GOAL OF THE EXERCISE
Copy the passage below about Leo Herrera's web series Fathers in full, word for word.

PASSAGE PROVIDED
──────────────────────────────
What would the lives of gay men be like today if AIDS never happened?

Filmmaker Leo Herrera’s answer to that question is a genre-busting web series Fathers. A dreamlike mix of actual historical information and clever wish-fulfilment — with plenty of sex for good measure — Herrera’s series takes us on quite a fantastical journey (the complete series is included in one video, below).

Fathers also gave me a strange pang of discomfort. As someone who has chronicled the epidemic since it began, there was a small but persistent voice in my head as I watched the series, and it kept saying “how dare he…?”

Dare what, exactly? Dare to wipe away our history, including our triumphs and activism during the 80s? That was part of it, but I have to consider the possibility that something in me doesn’t want My Great Tragedy taken from me. Without my identity as someone inextricably bound to HIV/AIDS, who am I?

The more important question, Herrera asks, is Who might I have been? What else might I have accomplished? It feels heretical for me to imagine, and that’s what makes Fathers such an important work of art. It dares to consider it.

In my interview with Leo Herrera, we discussed this very tension that Fathers brings viewers like me, but not before I questioned him about his fixation on leather men and the amount of unbridled sex his series features.

Here is our lightly edited conversation. I left in all the juiciest parts. By the way, you can still contribute to the series to help them take it to a wider audience on their Facebook fundraising page.
──────────────────────────────
SUPPLIED RECORDS
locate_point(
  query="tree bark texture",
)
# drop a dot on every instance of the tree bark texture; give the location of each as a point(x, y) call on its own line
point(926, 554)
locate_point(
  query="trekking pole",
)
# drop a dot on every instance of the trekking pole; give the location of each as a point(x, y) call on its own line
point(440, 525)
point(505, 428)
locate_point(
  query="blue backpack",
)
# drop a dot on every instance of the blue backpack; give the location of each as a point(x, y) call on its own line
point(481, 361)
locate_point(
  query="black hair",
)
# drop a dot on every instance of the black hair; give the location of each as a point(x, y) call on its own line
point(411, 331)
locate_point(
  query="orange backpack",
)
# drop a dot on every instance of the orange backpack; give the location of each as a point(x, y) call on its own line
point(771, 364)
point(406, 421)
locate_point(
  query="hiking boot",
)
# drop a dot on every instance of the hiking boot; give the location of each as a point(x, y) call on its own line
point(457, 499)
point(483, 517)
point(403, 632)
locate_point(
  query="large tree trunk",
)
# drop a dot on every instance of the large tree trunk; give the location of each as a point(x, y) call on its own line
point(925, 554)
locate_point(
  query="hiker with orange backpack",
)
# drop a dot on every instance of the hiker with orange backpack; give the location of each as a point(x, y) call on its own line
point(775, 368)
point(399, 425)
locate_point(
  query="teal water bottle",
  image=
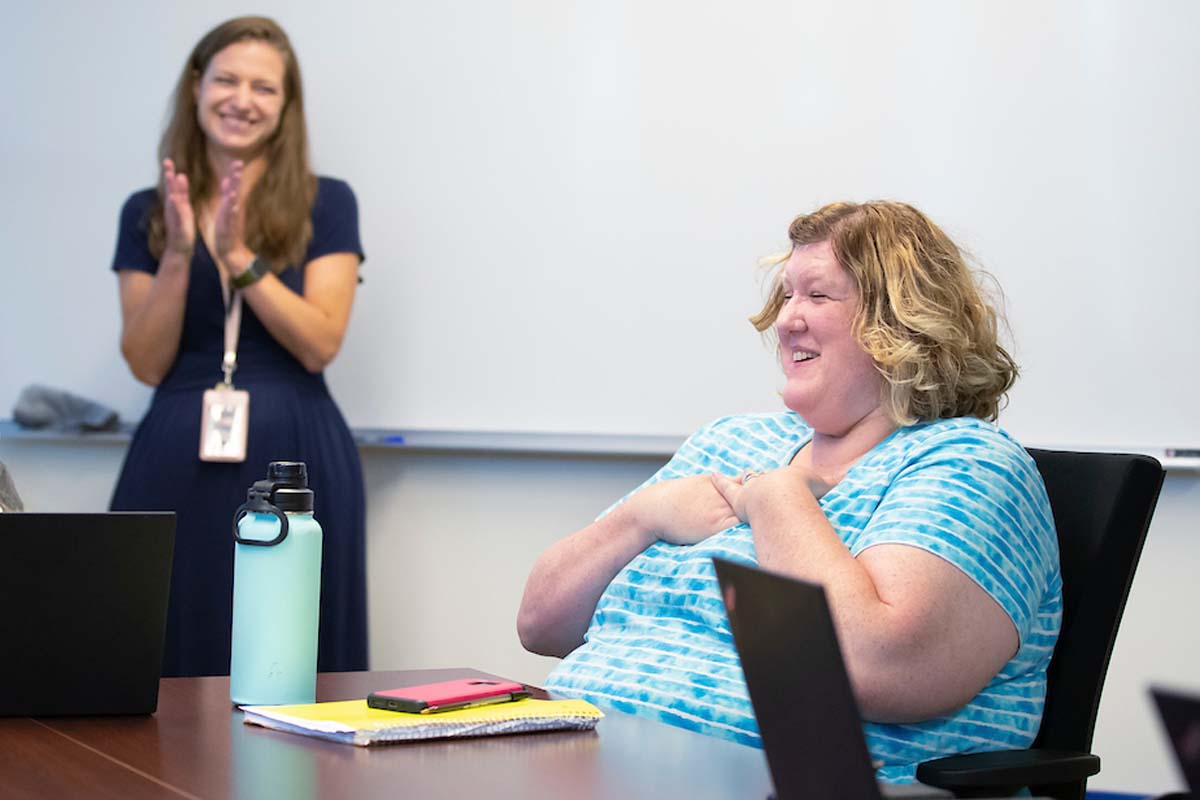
──────────────────────────────
OUTPUT FOR THIS EXERCISE
What would the lives of gay men be like today if AIDS never happened?

Filmmaker Leo Herrera’s answer to that question is a genre-busting web series Fathers. A dreamlike mix of actual historical information and clever wish-fulfilment — with plenty of sex for good measure — Herrera’s series takes us on quite a fantastical journey (the complete series is included in one video, below).

Fathers also gave me a strange pang of discomfort. As someone who has chronicled the epidemic since it began, there was a small but persistent voice in my head as I watched the series, and it kept saying “how dare he…?”

Dare what, exactly? Dare to wipe away our history, including our triumphs and activism during the 80s? That was part of it, but I have to consider the possibility that something in me doesn’t want My Great Tragedy taken from me. Without my identity as someone inextricably bound to HIV/AIDS, who am I?

The more important question, Herrera asks, is Who might I have been? What else might I have accomplished? It feels heretical for me to imagine, and that’s what makes Fathers such an important work of art. It dares to consider it.

In my interview with Leo Herrera, we discussed this very tension that Fathers brings viewers like me, but not before I questioned him about his fixation on leather men and the amount of unbridled sex his series features.

Here is our lightly edited conversation. I left in all the juiciest parts. By the way, you can still contribute to the series to help them take it to a wider audience on their Facebook fundraising page.